- **Work to be completed**: Only the lines of the data holding the string "blue" need to be returned.

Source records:

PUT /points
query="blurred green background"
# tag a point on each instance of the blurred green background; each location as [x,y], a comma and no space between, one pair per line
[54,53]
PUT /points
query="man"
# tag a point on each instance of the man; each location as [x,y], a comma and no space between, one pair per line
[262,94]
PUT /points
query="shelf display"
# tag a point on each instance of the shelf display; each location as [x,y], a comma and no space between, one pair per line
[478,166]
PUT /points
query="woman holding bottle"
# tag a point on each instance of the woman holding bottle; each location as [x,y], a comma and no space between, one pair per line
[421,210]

* * *

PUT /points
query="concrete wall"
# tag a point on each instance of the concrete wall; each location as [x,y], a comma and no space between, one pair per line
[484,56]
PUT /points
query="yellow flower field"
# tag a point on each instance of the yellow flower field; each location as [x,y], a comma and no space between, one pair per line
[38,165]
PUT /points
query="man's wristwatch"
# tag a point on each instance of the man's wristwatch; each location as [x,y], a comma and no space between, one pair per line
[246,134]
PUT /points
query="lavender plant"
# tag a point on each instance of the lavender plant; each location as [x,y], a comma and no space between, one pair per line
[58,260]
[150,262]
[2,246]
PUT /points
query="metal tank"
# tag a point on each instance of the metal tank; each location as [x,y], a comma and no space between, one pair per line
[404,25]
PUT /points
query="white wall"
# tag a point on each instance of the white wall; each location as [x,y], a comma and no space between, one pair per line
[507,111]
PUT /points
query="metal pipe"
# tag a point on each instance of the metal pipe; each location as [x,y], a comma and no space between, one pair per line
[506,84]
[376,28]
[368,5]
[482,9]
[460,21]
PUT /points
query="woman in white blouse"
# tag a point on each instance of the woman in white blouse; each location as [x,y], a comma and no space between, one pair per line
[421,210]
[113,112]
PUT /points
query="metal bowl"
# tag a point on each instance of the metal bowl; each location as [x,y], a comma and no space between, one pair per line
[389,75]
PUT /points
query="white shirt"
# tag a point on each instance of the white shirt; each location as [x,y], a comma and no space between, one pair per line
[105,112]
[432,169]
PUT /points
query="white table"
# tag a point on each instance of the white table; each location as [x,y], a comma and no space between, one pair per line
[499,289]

--

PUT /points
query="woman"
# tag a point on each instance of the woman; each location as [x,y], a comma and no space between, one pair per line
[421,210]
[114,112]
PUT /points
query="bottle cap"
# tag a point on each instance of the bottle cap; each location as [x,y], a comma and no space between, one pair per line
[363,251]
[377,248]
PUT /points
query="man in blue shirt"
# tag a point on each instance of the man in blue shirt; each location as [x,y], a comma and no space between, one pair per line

- **Solution to this task**:
query="man in blue shirt"
# tag a point on each instance of the man in blue shirt; each location as [x,y], a comma and no space between, one pair per line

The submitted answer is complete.